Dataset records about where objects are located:

>> begin

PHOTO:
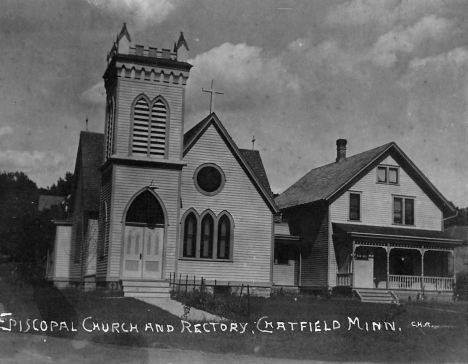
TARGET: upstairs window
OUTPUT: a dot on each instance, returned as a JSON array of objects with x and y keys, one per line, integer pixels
[
  {"x": 149, "y": 128},
  {"x": 355, "y": 206},
  {"x": 387, "y": 175},
  {"x": 403, "y": 210}
]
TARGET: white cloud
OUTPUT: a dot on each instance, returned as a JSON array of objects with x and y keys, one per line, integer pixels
[
  {"x": 407, "y": 39},
  {"x": 144, "y": 12},
  {"x": 5, "y": 130},
  {"x": 95, "y": 94}
]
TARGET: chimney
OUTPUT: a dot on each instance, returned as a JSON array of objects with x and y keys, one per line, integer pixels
[{"x": 341, "y": 149}]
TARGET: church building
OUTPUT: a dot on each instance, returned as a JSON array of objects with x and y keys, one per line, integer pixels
[{"x": 151, "y": 202}]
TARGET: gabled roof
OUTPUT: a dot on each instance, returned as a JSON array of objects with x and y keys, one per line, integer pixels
[
  {"x": 329, "y": 182},
  {"x": 250, "y": 161},
  {"x": 88, "y": 161}
]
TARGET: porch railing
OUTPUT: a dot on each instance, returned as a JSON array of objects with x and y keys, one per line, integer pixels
[
  {"x": 414, "y": 283},
  {"x": 344, "y": 279},
  {"x": 438, "y": 284}
]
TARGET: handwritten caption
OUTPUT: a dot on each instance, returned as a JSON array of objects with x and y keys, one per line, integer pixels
[{"x": 262, "y": 325}]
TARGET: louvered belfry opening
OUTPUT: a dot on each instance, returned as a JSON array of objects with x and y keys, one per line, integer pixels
[
  {"x": 140, "y": 128},
  {"x": 158, "y": 129},
  {"x": 149, "y": 128}
]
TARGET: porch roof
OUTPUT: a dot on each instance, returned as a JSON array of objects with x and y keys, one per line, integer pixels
[{"x": 394, "y": 233}]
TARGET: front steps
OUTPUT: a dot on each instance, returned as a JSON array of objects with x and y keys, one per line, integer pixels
[
  {"x": 146, "y": 289},
  {"x": 376, "y": 295}
]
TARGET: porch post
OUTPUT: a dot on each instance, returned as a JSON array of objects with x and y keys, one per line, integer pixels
[
  {"x": 352, "y": 263},
  {"x": 422, "y": 269},
  {"x": 388, "y": 265}
]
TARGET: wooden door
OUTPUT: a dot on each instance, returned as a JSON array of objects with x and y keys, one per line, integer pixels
[
  {"x": 152, "y": 253},
  {"x": 133, "y": 247}
]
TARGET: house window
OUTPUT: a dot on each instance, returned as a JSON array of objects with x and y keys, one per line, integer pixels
[
  {"x": 190, "y": 235},
  {"x": 387, "y": 175},
  {"x": 210, "y": 238},
  {"x": 403, "y": 210},
  {"x": 355, "y": 206},
  {"x": 282, "y": 254},
  {"x": 224, "y": 238},
  {"x": 207, "y": 232},
  {"x": 149, "y": 127}
]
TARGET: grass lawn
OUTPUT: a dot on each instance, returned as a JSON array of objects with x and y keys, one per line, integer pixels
[{"x": 446, "y": 343}]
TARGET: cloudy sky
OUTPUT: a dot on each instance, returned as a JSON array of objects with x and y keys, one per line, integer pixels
[{"x": 297, "y": 74}]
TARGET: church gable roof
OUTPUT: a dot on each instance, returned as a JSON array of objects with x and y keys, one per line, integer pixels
[
  {"x": 330, "y": 181},
  {"x": 250, "y": 161},
  {"x": 88, "y": 161}
]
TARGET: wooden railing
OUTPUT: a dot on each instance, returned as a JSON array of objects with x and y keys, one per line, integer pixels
[
  {"x": 414, "y": 283},
  {"x": 438, "y": 284},
  {"x": 344, "y": 279}
]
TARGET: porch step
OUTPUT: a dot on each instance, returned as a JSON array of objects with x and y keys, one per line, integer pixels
[
  {"x": 147, "y": 289},
  {"x": 376, "y": 296}
]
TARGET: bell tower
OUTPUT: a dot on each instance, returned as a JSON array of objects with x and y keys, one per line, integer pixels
[{"x": 142, "y": 152}]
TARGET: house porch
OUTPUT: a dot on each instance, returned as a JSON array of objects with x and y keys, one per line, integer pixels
[{"x": 393, "y": 260}]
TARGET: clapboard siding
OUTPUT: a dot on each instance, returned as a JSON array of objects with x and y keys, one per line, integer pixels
[
  {"x": 62, "y": 252},
  {"x": 314, "y": 266},
  {"x": 103, "y": 243},
  {"x": 377, "y": 202},
  {"x": 284, "y": 274},
  {"x": 252, "y": 218},
  {"x": 128, "y": 182},
  {"x": 128, "y": 91}
]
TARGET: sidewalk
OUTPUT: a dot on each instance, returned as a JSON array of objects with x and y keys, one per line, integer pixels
[{"x": 177, "y": 309}]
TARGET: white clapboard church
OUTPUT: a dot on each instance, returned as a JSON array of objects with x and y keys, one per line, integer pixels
[{"x": 153, "y": 201}]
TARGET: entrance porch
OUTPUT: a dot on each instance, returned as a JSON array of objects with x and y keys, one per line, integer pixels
[{"x": 394, "y": 259}]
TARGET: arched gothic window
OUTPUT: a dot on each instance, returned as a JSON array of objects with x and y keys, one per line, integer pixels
[
  {"x": 190, "y": 235},
  {"x": 224, "y": 238},
  {"x": 110, "y": 127},
  {"x": 149, "y": 128}
]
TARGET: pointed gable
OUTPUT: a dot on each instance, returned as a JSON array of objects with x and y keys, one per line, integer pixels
[
  {"x": 329, "y": 182},
  {"x": 250, "y": 161}
]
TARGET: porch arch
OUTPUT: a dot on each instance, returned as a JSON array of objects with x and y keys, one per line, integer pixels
[{"x": 144, "y": 223}]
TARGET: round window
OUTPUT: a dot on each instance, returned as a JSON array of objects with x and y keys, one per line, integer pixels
[{"x": 209, "y": 179}]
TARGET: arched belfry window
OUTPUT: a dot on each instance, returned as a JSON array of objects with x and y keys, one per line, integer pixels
[
  {"x": 149, "y": 127},
  {"x": 110, "y": 127},
  {"x": 190, "y": 235},
  {"x": 158, "y": 129},
  {"x": 141, "y": 119},
  {"x": 145, "y": 209}
]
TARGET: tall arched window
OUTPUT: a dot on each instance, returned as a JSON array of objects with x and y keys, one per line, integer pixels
[
  {"x": 158, "y": 129},
  {"x": 207, "y": 232},
  {"x": 141, "y": 119},
  {"x": 110, "y": 127},
  {"x": 190, "y": 235},
  {"x": 224, "y": 238},
  {"x": 150, "y": 127}
]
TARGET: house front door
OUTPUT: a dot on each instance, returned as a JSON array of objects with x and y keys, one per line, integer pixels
[{"x": 143, "y": 250}]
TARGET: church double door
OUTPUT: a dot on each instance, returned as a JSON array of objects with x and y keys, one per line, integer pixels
[{"x": 143, "y": 251}]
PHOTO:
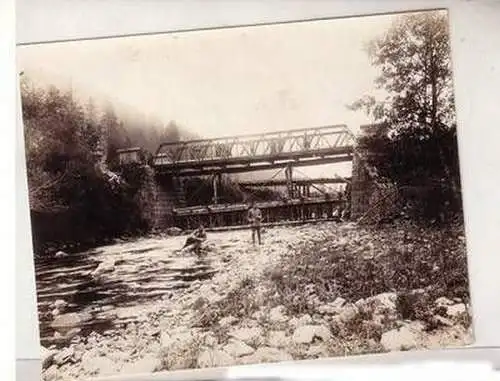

>> end

Required work: Which lines of the records above contain the word "porch"? Identify and copy each of them, treating uppercase and lowercase as different.

Final result:
TARGET: porch railing
TARGET: porch roof
TARGET: porch post
TARGET: porch step
TARGET: house porch
TARGET: entrance porch
TARGET: porch arch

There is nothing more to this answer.